• _YOUR TASK_
Pick up the Train 45 banjo lesson right after its final sentence and keep going in the same voice.
— BEGIN PASSAGE PROVIDED —
Tony teaches the popular Bluegrass tune "Train 45" which happens to use the roll pattern taught in the previous lesson (the Foggy Mountain Breakdown Roll.) This gives you another song to use to practice the technique and achieve comfort and speed.
- Now I'm going to play a little bit of Train 45. With this we're going to be applying some of the Foggy Mountain breakdown roll that you just learned. And this is Ralph Stanley's arrangement of Train 45, and it's spectacular. I think it's a very simple tune, and it involves very little in terms of the right hand. You're just staying right here between the second and third frets, and that's it. It has a little bit of a bluesy quality. And I'll just play this for you, and then we'll break it down. (banjo music) Like I say, it's a fabulous arrangement, and it's high time I had some Ralph Stanley in here on the site.
I love Ralph's playing, and when he plays, he plays, well he's not playing anymore unfortunately. But his singing, it sounds great. But he gets really close to the bridge. And he gets... Really gets that kind of southwest Virginia, Clinch Mountain, hard scrabble sound. You don't have to do that, I mean if you like that sound, go ahead. Really has that edge to it. So like I say, we have a lot of the Foggy Mountain breakdown roll the way he plays this. (banjo music) So it's really cool what he does here, he goes...
And of course, remember to bring that thumb over to the second string from the second hammer on. So it's index, middle, thumb, middle. And then he does a really cool thing here. He pulls off two to zero on this second string, I'm imagining with the index finger on the left hand. (banjo music) which is a really kind of a lonesome sounding thing. It's actually the Lydian mode. Do ray me fa, instead of hitting that fourth note of the scale, he's sharping it, and hitting that...
And it just sounds so cool up to tempo. So. (banjo music) And he didn't have to play exactly this, because he varies it each time, or almost every time. So the second time he does it... He goes, instead of going to the first string after the hammer on, he just does the hammer on by itself. Bring the thumb across, and now instead of going to the second string, he goes to the third string where the index finger, thumb, index, middle, thumb. On the index on the third string. So.
(banjo music) Sorry and then the second one is, without the first string and then, with the first string forward roll. And then the third time he does it... It's yet another variation, it's like the first one because he does the two zero pull off, but he doesn't hit the first string. He just hits it by itself. And then with the, again with the thumb coming over on the right hand. And that two zero pull off, index does it to open. Sorry.
(banjo music) And then he goes. There's a really great Ralph move. It's index, it's all open, you can just wave to the audience while you're doing this. Index, middle, and I bring the thumb across. Thumb, middle, forward roll, fifth, third, first, fifth. It's another variation on the Foggy Mountain breakdown roll. It's the same exact roll. Index, middle, thumb, middle. Except instead of being on the second string it's on the third string.
And so both Ralph and Earl do a lot of variations with this roll. It's a really important roll. And now, continuing now. (banjo music) Yet another variation. Hitting the first string after each hammer on. And then he just holds on to the third fret of the second string. Throw a forward roll, and then... (banjo music) I think every one of these is different so far. He does hammer on without the first string, hammer on with the first string, and then a forward roll with that two zero pull off on the second string.
— END PASSAGE PROVIDED —
— BEGIN ENTRIES PROVIDED —
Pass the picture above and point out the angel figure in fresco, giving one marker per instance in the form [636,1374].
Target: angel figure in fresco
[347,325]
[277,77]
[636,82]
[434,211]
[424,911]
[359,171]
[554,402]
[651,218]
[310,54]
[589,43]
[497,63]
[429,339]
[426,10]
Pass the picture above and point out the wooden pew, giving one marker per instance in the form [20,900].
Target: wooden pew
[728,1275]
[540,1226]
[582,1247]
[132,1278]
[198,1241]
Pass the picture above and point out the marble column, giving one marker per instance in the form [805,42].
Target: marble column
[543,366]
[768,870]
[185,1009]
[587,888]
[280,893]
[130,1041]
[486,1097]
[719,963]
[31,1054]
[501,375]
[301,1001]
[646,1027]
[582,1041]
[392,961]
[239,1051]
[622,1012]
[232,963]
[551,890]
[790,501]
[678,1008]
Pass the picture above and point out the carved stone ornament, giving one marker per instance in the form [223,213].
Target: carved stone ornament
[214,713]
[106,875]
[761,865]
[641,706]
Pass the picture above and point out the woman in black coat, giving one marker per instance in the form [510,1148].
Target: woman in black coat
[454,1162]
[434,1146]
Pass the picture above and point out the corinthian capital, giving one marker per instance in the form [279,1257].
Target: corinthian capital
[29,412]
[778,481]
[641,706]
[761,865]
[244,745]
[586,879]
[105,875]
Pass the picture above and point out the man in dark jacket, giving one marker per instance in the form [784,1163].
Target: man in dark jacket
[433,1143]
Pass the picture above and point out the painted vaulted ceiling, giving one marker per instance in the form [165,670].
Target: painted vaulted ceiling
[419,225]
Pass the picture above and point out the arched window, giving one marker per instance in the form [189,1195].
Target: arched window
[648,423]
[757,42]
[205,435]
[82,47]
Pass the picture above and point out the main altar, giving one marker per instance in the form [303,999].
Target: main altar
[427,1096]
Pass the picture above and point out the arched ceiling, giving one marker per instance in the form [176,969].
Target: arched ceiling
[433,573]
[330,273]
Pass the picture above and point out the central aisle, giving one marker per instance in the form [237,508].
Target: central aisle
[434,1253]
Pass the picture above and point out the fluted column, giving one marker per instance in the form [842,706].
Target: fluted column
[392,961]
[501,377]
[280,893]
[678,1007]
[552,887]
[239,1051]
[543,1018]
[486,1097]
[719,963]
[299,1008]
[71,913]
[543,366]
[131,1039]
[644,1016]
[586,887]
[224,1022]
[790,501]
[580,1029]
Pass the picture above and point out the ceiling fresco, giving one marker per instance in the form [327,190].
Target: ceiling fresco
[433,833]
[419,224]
— END ENTRIES PROVIDED —
• _SOLVED PROBLEM_
And then I find this interesting in Ralph's lexicon of licks, instead of going... (banjo music) He goes... (banjo music) 'Cause you're just coming off the thumb from the measure before. You're gonna start with the index finger on the right hand, and you do a forward roll. That turns into a backward roll. But the obvious thing to do would be... And it's nice that he avoids all that and just goes...
Thumb, pinch, thumb, pinch. So it's a really wide open sound, and it's just nice to be free from the tyranny of always having to go do that lick. So continuing on. (banjo music) Again, see he hasn't done this before. Even these are very subtle differences. Hammer on by itself, hammer on to the first string, forward roll, and then that one we already did do. That was the, let's see, the fifth measure.
And then... He doesn't do the Foggy Mountain breakdown roll, he does the two to three hammer on, to the first, and then just two forward rolls holding down that third fret of the second string. And then thumb, thumb, first, fifth, third, fifth. Leading with the thumb, and then the thumb again. This kinda has that Foggy Mountain breakdown roll vibe to it. And then continuing on to the end.
Hammer, hammer to the first, forward roll to the fifth, and then straight forward rolls. Hammer to the first, and then two forward rolls, holding that third fret of the second string in place. Except here, for the second forward roll, he pulls off two zero on the second string. So it's... And I shoulda mentioned this earlier, but that two zero pull of anticipates the first string. It's two sixteenth notes, to the first instead of being a simultaneous with the first string.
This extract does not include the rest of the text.